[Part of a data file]
********************
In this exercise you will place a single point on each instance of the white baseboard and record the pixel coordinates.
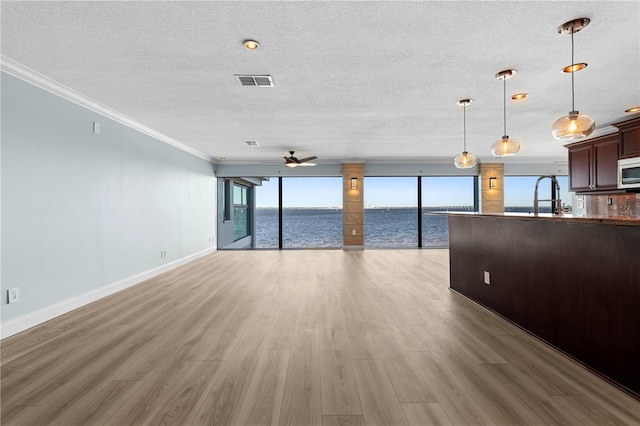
(32, 319)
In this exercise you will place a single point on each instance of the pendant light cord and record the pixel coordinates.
(464, 126)
(573, 106)
(504, 103)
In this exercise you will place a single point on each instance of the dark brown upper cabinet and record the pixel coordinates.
(629, 138)
(593, 164)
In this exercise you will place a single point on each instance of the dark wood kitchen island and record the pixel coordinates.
(572, 282)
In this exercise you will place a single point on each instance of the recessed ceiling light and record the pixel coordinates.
(251, 44)
(574, 67)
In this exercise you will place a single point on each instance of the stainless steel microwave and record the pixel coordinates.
(629, 173)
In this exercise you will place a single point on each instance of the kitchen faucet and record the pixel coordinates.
(557, 200)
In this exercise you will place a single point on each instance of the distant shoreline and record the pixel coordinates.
(441, 208)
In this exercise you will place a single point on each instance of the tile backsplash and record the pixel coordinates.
(621, 205)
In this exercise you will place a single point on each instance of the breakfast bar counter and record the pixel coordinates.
(574, 282)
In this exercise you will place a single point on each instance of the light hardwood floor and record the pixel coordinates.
(320, 337)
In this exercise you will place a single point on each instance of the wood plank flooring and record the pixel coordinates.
(317, 337)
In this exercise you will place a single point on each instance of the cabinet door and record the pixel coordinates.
(630, 143)
(580, 168)
(605, 169)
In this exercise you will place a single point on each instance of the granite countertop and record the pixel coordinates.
(566, 218)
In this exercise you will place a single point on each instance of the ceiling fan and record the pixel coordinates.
(292, 161)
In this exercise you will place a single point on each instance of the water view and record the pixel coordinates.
(309, 221)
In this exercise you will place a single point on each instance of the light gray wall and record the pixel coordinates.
(82, 210)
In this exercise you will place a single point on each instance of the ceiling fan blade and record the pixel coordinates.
(308, 159)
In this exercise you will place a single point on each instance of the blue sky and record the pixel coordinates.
(400, 191)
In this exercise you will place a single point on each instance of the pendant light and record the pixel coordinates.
(465, 159)
(574, 125)
(505, 147)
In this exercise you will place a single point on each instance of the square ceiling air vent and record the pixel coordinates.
(255, 80)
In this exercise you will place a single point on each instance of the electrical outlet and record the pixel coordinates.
(13, 295)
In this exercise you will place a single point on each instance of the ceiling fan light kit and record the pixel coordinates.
(293, 161)
(505, 147)
(574, 125)
(465, 160)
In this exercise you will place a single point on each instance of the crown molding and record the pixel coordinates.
(43, 82)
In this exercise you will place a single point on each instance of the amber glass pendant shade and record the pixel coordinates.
(573, 126)
(505, 147)
(465, 160)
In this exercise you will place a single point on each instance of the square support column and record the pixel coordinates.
(491, 199)
(353, 206)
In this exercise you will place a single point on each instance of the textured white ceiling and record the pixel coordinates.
(373, 80)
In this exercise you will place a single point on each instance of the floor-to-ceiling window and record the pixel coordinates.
(519, 193)
(441, 194)
(391, 212)
(241, 212)
(312, 212)
(267, 214)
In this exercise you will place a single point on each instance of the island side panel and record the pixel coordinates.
(574, 285)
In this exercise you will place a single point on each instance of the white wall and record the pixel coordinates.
(85, 214)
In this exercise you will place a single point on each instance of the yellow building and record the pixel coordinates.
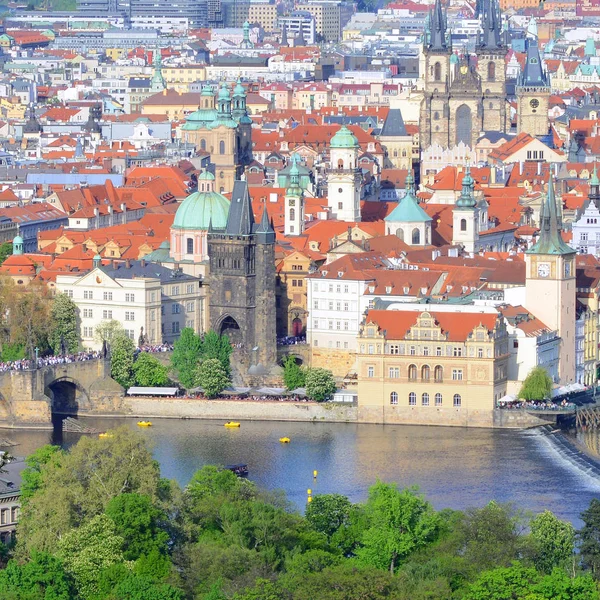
(431, 367)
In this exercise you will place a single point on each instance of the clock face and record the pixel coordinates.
(543, 269)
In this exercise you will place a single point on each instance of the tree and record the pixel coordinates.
(293, 375)
(187, 351)
(219, 347)
(320, 384)
(554, 541)
(212, 377)
(537, 385)
(121, 360)
(6, 250)
(589, 538)
(399, 522)
(64, 325)
(149, 371)
(328, 512)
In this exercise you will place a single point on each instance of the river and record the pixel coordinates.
(453, 467)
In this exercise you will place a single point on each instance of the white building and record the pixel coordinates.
(145, 298)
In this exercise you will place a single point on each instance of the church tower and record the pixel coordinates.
(465, 216)
(294, 204)
(344, 179)
(550, 282)
(533, 94)
(241, 281)
(491, 55)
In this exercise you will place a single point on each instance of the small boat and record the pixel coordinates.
(240, 470)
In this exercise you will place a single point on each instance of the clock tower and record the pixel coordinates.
(550, 282)
(533, 94)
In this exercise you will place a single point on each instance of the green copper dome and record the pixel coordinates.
(344, 138)
(200, 209)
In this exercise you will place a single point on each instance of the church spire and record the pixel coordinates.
(550, 240)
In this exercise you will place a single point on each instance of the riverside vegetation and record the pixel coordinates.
(99, 523)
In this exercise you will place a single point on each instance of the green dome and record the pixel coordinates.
(200, 209)
(344, 138)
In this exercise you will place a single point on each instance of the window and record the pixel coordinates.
(456, 374)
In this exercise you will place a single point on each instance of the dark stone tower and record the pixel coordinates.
(242, 282)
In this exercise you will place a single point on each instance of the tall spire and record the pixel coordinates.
(550, 240)
(437, 28)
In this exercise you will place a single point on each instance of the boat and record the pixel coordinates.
(240, 470)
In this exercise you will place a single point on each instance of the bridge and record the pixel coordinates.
(31, 398)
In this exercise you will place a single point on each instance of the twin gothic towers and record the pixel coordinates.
(465, 96)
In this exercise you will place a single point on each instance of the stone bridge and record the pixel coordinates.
(32, 398)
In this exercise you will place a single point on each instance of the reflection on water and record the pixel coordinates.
(454, 467)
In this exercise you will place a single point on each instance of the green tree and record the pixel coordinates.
(79, 485)
(121, 360)
(43, 577)
(212, 377)
(6, 250)
(293, 375)
(187, 351)
(399, 522)
(88, 550)
(328, 512)
(64, 325)
(149, 371)
(589, 538)
(320, 384)
(219, 347)
(537, 385)
(553, 540)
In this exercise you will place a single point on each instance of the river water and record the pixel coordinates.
(453, 467)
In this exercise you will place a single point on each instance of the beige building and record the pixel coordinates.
(436, 367)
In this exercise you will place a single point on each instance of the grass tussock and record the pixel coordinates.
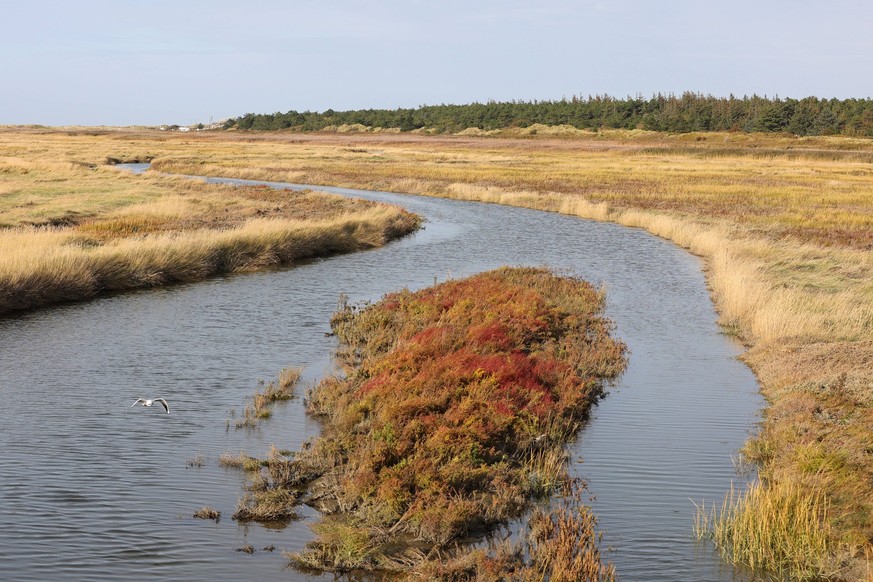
(70, 229)
(777, 528)
(269, 496)
(207, 512)
(452, 419)
(260, 405)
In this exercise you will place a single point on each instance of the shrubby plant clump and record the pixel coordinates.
(452, 418)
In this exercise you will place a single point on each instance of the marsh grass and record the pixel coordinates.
(269, 496)
(560, 543)
(207, 512)
(453, 415)
(70, 229)
(785, 225)
(777, 528)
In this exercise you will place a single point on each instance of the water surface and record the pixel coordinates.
(93, 489)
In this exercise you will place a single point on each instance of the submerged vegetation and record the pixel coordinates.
(775, 527)
(452, 419)
(260, 405)
(684, 113)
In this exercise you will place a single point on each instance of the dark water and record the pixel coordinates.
(93, 489)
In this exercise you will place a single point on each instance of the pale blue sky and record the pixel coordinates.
(127, 62)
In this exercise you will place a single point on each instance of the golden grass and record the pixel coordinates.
(260, 405)
(781, 529)
(74, 230)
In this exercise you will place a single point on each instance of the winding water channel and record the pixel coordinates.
(93, 489)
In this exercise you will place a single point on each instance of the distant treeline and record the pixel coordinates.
(688, 112)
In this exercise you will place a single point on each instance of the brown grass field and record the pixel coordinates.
(72, 226)
(784, 224)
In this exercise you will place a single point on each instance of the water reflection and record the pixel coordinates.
(94, 489)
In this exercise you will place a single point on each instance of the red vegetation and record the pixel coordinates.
(452, 397)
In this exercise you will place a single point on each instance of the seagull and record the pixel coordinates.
(150, 402)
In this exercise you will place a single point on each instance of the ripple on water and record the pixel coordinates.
(92, 489)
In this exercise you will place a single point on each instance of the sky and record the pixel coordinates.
(151, 62)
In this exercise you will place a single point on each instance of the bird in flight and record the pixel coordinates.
(150, 402)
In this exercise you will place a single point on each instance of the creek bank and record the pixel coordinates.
(453, 418)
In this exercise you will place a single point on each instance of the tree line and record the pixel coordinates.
(670, 113)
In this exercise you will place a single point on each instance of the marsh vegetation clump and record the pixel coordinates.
(260, 405)
(452, 416)
(777, 528)
(207, 512)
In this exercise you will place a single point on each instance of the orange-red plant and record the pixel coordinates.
(453, 393)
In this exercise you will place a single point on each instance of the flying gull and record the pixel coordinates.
(150, 402)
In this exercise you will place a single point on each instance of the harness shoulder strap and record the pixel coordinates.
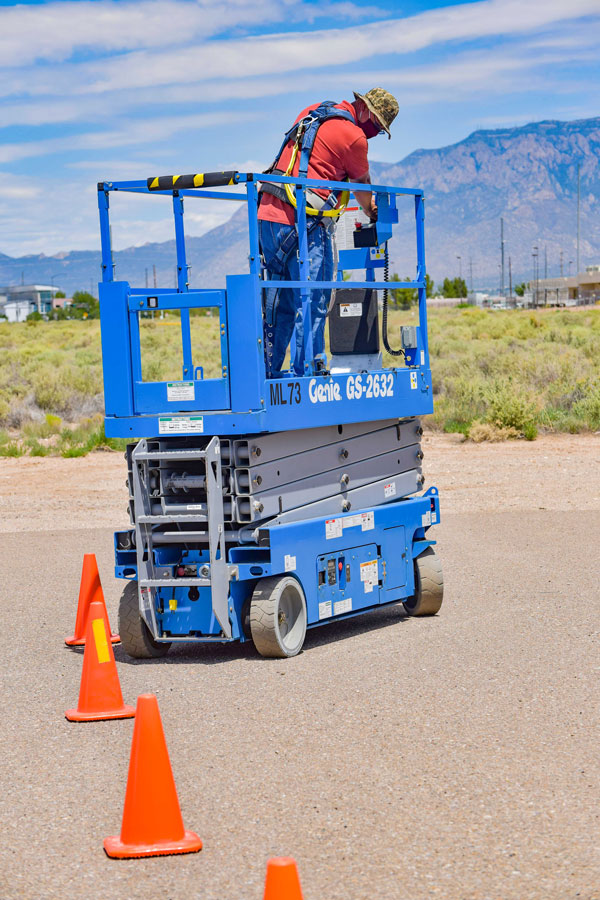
(322, 113)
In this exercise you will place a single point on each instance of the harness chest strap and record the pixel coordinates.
(304, 133)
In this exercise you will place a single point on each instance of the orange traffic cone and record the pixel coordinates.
(152, 823)
(100, 694)
(90, 591)
(282, 881)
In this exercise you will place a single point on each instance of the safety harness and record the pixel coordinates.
(303, 133)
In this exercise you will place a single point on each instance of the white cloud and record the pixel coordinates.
(16, 187)
(158, 129)
(276, 54)
(55, 31)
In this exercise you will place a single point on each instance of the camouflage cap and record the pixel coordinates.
(383, 104)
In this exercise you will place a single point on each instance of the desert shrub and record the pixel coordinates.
(485, 431)
(507, 406)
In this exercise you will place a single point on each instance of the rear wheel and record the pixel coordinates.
(278, 616)
(429, 586)
(136, 639)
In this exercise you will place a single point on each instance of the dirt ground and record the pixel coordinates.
(454, 757)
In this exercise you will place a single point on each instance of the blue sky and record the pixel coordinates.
(111, 89)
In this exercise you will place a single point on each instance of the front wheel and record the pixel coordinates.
(278, 616)
(429, 586)
(136, 639)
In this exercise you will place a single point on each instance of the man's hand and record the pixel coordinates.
(365, 198)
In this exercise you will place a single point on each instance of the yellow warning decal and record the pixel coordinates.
(100, 640)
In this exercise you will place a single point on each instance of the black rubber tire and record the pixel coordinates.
(136, 639)
(276, 602)
(429, 586)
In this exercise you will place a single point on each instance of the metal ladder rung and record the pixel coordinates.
(174, 582)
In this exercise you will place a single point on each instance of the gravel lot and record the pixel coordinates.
(455, 757)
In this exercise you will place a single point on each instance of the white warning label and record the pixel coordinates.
(365, 520)
(342, 606)
(180, 390)
(333, 528)
(325, 609)
(369, 575)
(181, 424)
(350, 309)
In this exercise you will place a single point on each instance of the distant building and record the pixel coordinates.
(22, 299)
(571, 290)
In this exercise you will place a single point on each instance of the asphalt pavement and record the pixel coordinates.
(452, 757)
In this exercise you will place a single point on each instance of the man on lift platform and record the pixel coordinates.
(327, 141)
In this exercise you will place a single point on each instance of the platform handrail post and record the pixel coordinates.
(183, 285)
(254, 241)
(305, 293)
(106, 243)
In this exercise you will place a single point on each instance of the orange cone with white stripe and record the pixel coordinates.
(282, 881)
(100, 694)
(90, 591)
(152, 823)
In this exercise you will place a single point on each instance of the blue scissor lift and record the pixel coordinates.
(261, 506)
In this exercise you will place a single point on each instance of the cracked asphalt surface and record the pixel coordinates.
(455, 757)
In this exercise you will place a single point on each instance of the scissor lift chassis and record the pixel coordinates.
(250, 495)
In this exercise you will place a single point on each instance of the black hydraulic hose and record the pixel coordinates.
(384, 335)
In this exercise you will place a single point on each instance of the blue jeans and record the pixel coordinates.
(287, 311)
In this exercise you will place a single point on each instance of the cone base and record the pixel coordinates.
(115, 848)
(126, 712)
(80, 642)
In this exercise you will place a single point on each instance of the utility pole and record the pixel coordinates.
(502, 255)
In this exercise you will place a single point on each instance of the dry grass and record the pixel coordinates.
(496, 374)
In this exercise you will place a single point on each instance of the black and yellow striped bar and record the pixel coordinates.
(181, 182)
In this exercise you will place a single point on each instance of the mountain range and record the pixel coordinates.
(526, 175)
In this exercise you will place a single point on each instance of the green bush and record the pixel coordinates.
(507, 406)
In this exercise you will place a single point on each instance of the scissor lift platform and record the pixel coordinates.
(262, 506)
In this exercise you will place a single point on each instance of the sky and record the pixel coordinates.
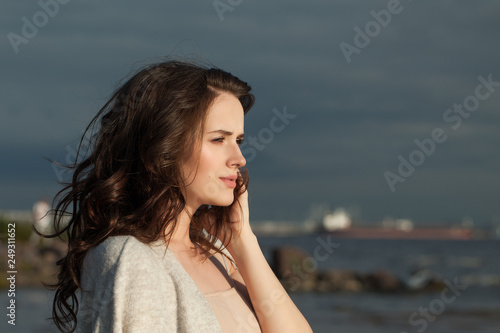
(386, 108)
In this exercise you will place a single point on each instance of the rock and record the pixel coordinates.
(382, 281)
(425, 280)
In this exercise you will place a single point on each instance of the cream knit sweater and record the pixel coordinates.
(133, 287)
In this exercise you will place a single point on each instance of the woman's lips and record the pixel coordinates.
(229, 181)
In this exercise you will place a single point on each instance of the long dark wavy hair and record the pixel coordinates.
(129, 181)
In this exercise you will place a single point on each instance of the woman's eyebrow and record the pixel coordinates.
(225, 132)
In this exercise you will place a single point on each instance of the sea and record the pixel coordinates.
(472, 266)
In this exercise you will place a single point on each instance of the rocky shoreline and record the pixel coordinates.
(36, 265)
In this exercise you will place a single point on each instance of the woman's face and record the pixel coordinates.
(210, 178)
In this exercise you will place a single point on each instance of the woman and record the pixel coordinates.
(159, 236)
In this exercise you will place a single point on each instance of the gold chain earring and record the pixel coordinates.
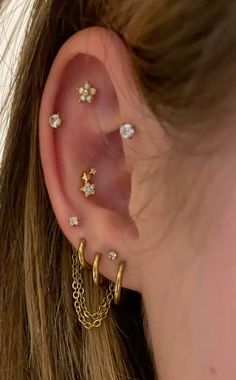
(92, 319)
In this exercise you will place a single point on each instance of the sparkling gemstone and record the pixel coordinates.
(88, 189)
(55, 121)
(127, 131)
(112, 255)
(73, 221)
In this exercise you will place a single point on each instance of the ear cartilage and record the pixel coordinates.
(73, 221)
(55, 121)
(127, 131)
(112, 255)
(89, 188)
(87, 93)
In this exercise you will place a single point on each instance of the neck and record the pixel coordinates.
(189, 289)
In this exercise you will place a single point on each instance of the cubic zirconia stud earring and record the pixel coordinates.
(112, 255)
(88, 188)
(73, 221)
(127, 131)
(55, 121)
(87, 93)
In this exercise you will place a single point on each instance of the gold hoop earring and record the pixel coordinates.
(85, 317)
(96, 274)
(81, 253)
(118, 282)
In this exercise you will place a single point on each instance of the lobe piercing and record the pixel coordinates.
(55, 121)
(88, 188)
(87, 93)
(127, 131)
(112, 255)
(73, 221)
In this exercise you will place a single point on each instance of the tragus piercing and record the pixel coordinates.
(127, 131)
(87, 93)
(73, 221)
(89, 188)
(55, 121)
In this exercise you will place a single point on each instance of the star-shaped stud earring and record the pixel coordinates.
(88, 188)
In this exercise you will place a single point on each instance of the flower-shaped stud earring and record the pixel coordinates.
(87, 93)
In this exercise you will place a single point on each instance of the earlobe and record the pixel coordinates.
(82, 151)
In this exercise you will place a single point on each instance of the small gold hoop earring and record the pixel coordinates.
(96, 274)
(81, 254)
(118, 282)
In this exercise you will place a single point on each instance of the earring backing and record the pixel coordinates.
(87, 93)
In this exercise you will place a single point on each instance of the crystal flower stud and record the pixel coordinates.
(73, 221)
(112, 255)
(88, 188)
(87, 93)
(127, 131)
(55, 121)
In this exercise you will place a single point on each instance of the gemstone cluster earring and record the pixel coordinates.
(87, 93)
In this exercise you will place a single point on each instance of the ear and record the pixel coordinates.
(89, 138)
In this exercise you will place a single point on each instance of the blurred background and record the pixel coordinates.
(13, 22)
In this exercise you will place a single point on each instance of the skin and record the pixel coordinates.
(172, 220)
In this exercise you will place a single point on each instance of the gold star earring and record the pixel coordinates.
(87, 93)
(88, 188)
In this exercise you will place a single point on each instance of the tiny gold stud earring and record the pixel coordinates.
(127, 131)
(87, 93)
(89, 188)
(55, 121)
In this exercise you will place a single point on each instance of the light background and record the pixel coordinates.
(13, 22)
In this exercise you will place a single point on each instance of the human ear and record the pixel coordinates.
(88, 138)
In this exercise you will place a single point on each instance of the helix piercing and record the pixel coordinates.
(127, 131)
(96, 274)
(89, 188)
(73, 221)
(118, 282)
(87, 93)
(55, 121)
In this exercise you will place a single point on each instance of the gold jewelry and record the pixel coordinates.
(96, 274)
(88, 188)
(86, 318)
(118, 282)
(87, 93)
(81, 254)
(55, 121)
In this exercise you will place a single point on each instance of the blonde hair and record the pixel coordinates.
(174, 49)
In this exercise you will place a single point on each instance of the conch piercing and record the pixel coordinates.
(87, 93)
(127, 131)
(112, 255)
(88, 188)
(55, 121)
(96, 274)
(73, 221)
********************
Goal of the exercise.
Take the lines from the one containing "backing and record the pixel coordinates." to the last line of the material above and write them out exactly.

Full solution.
In this exercise you will place a single point on each instance of the earring backing and record the pixel coordinates.
(87, 93)
In this exercise you will place a single point on each instance of the crystal flower stud and record the pixel coordinates.
(73, 221)
(112, 255)
(88, 188)
(87, 93)
(127, 131)
(55, 121)
In this exercise you will place a single point on each instance of the gemstone cluster earring and record the pixel coordinates.
(87, 93)
In this exercise you will place a single point on each instance of the ear and record the pixel coordinates.
(89, 138)
In this exercise you will place a single point on each instance of the blurred background and record the pixel coordinates.
(13, 22)
In this exercise you will place a single point on each instance of the skin and record the pixel coordinates.
(172, 220)
In this exercise you will place a single point on each instance of the gold star earring and record the pixel coordinates.
(87, 93)
(88, 188)
In this exercise you will place a single point on each instance of the tiny gold stud earring and record the pixel coordinates.
(127, 131)
(87, 93)
(89, 188)
(55, 121)
In this exercise you will place a single point on each instance of the light background and record the pixel coordinates.
(13, 22)
In this exercise you will place a single point on each instance of the human ear and record the pixel coordinates.
(88, 138)
In this exercise you will place a single point on each instance of the helix piercing and record the pixel coordinates.
(127, 131)
(96, 274)
(89, 188)
(73, 221)
(118, 282)
(87, 93)
(55, 121)
In this exercise you will place a single point on each instance of the gold jewelry and record the pixel coordinates.
(96, 274)
(88, 188)
(86, 318)
(118, 282)
(87, 93)
(81, 254)
(55, 121)
In this exercise you will place a single point on each instance of the blonde hair and record the pixel coordinates.
(174, 49)
In this exercise you will place a single point on each instance of the conch piercing and record the pixel coordinates.
(87, 93)
(127, 131)
(112, 255)
(88, 188)
(55, 121)
(96, 274)
(73, 221)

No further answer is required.